-- Begin Supplied entries --
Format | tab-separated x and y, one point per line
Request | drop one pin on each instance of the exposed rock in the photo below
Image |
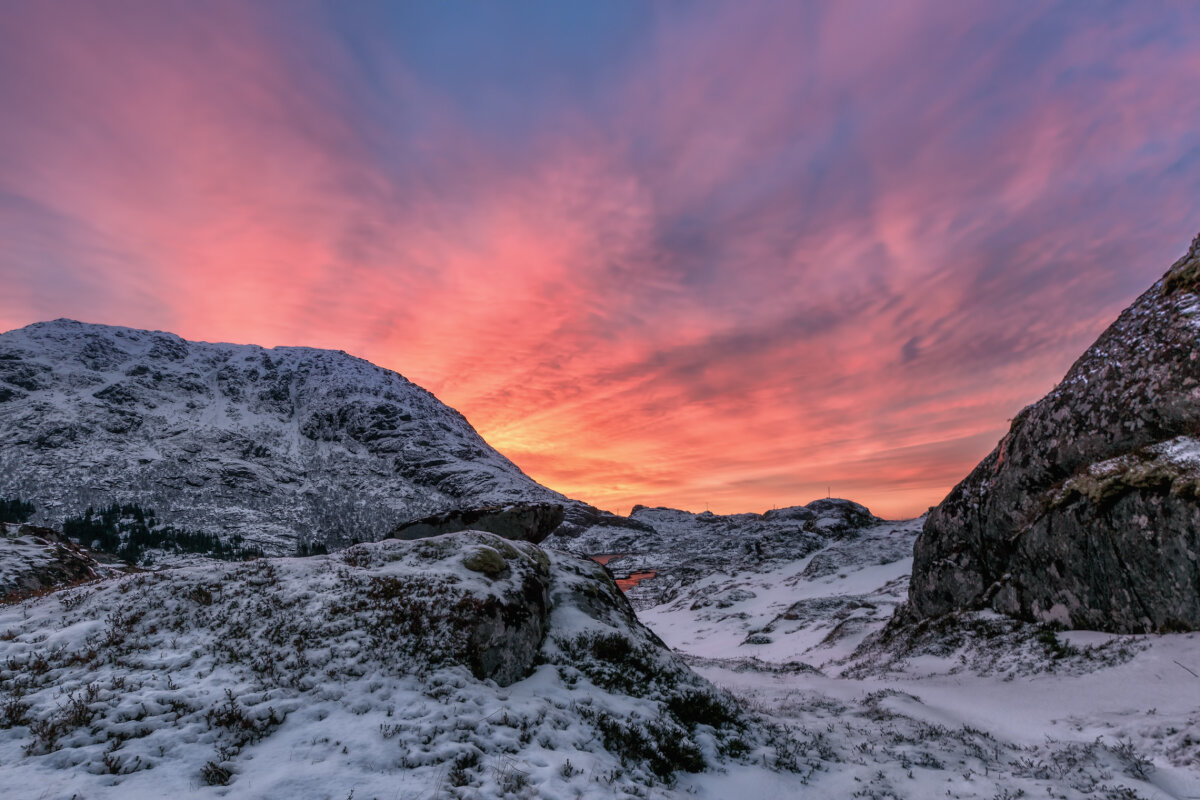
523	522
679	547
1086	512
36	559
417	663
277	446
-- End Supplied entries --
[Exercise task] Rewrite the lines above, replacing "exposed rock" with "bare rock" and keeping everything else the same. Omit the pictures from your answer.

[Exercise result]
Format | tab-separated x and y, one point per line
Request | drop one pin on each instance of the bare rock in the photo below
Image |
523	522
679	547
1086	512
36	559
417	663
277	446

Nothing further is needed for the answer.